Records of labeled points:

□ □ □

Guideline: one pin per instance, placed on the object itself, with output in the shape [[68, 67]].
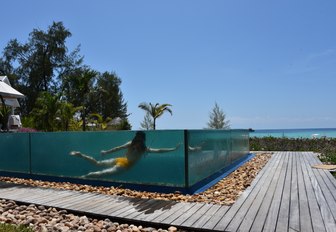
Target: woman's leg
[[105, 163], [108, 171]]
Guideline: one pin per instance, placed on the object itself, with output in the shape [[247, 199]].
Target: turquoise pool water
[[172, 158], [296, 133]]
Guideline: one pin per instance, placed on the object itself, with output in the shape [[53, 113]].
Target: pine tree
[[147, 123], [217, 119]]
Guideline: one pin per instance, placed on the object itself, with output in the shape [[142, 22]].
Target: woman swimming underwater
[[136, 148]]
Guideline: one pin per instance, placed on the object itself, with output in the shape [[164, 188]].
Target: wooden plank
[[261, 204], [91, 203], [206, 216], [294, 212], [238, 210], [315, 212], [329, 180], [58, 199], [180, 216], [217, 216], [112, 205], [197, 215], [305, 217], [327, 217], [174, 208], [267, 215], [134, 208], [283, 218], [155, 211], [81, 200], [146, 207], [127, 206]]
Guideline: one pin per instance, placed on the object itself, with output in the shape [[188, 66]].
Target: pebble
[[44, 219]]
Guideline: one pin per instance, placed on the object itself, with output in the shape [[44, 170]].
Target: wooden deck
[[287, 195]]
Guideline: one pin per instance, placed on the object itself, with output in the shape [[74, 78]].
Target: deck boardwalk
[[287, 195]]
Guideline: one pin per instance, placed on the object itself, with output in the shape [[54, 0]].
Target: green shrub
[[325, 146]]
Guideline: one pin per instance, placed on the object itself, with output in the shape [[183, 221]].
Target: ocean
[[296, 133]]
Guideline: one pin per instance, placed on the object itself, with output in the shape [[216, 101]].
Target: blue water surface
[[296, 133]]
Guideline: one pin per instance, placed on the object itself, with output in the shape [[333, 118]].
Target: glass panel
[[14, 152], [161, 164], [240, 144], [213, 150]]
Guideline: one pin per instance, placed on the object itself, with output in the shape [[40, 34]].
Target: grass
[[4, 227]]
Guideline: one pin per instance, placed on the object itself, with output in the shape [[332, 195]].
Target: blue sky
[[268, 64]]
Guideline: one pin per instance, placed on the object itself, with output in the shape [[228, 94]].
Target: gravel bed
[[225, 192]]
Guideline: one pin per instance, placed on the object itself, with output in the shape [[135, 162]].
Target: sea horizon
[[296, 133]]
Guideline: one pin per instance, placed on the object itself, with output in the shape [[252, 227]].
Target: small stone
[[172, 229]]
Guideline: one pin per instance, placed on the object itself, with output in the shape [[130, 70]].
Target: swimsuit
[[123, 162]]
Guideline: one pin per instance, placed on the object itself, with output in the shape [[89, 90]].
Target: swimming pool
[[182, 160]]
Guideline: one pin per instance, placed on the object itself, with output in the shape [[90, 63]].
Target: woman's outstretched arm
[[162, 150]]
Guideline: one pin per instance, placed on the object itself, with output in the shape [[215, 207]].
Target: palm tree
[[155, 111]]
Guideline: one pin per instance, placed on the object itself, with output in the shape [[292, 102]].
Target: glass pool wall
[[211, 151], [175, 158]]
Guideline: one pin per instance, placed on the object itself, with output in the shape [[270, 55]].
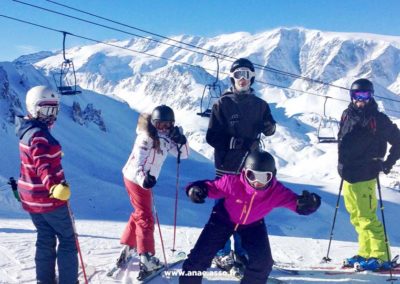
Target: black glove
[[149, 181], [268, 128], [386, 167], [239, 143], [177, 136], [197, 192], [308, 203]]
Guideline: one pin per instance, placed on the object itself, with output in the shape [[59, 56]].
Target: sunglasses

□ □ □

• **Request**
Copy the records above exactly. The pictures are not part of the copy.

• **Correct response**
Guideline: one pin per instance, placed on the object itself, with output in the shape [[68, 67]].
Target: woman's leg
[[105, 163], [108, 171]]
Guideline: one pin per instance, placed on the object itself, with output in the shape [[247, 199]].
Target: turquoise pool water
[[172, 158], [296, 133]]
Guideline: one pin per instance, placed on the object itself, with output in the shape [[53, 113]].
Target: pine tree
[[147, 123], [217, 119]]
Guideline: one pin per instance, placed on the object itself, with output in the shape [[142, 22]].
Target: woman swimming underwater
[[136, 148]]
Guideline: one pin per instance, placed on the object itself, with output in the shape [[164, 188]].
Target: wooden plank
[[261, 204], [91, 203], [206, 216], [294, 212], [238, 210], [315, 212], [329, 180], [58, 199], [180, 216], [217, 216], [112, 205], [197, 215], [305, 217], [327, 217], [174, 208], [267, 215], [134, 208], [283, 218], [155, 211], [81, 200], [146, 207], [127, 206]]
Guideline: one pin per instance, placed on the object itself, with output in the shape [[188, 66]].
Target: pebble
[[44, 219]]
Guideline: one pin per instance, placed on the object itself, with output in the shape [[44, 170]].
Target: wooden deck
[[287, 195]]
Guideline: one pin per instance, placed on the object itself, with output in the shape [[74, 78]].
Target: deck boardwalk
[[287, 195]]
Guideline: one pin per instance, placed on the object itself, with output in the shape [[54, 0]].
Target: green shrub
[[325, 146]]
Guideline: one pin per instance, placed on the object itself, with output in the shape [[183, 221]].
Target: ocean
[[296, 133]]
Guideline: one pin per instance, placed on the object itself, with output in the shape [[216, 101]].
Target: blue water surface
[[296, 133]]
Guideline: one pin per instance, placed on the object itself, with output in the shape [[333, 118]].
Target: glass panel
[[14, 152], [161, 164], [240, 144], [213, 150]]
Guideline: one pin per instance, placed on the object itself, with output in the shape [[40, 34]].
Target: grass
[[4, 227]]
Guideline: one pin per instance, placed on the object itself, with output in the shape [[332, 195]].
Target: blue sky
[[268, 64]]
Guideline: one pin per instance, placed on the object itself, with output in the shape [[228, 94]].
Target: gravel bed
[[225, 192]]
Guideline: one pin per instance, placed on the object itself, with output in the shape [[135, 162]].
Target: sea horizon
[[296, 133]]
Guideline: one pin per instance, placed on the object itself, with output in the shape [[252, 227]].
Target: small stone
[[172, 229]]
Guideline: one pin per instance, placed on the object itself, with output in the shape [[130, 70]].
Target: swimsuit
[[123, 162]]
Guideline: one pin per instance, placed on the object itself, with output in the shape [[89, 90]].
Target: swimming pool
[[182, 160]]
Guideline: one pin per instance, placed on the object itself, with output in the shape [[90, 63]].
Target: woman's outstretched arm
[[162, 150]]
Guideline: one pin per instance, placed on the object itself, with output in the shape [[215, 207]].
Target: palm tree
[[155, 111]]
Guideline: one pin per instance, placed on the object itself, with output in the shape [[292, 102]].
Target: glass pool wall
[[211, 151], [175, 158]]
Guideline: one pin per instance, placed on the object itself, with output in the shape [[270, 55]].
Target: black glove
[[149, 181], [268, 128], [386, 167], [239, 143], [177, 136], [197, 192], [308, 203]]
Guideline: one pin per instance, placed on the object itself, with output in the shape [[59, 56]].
Target: sunglasses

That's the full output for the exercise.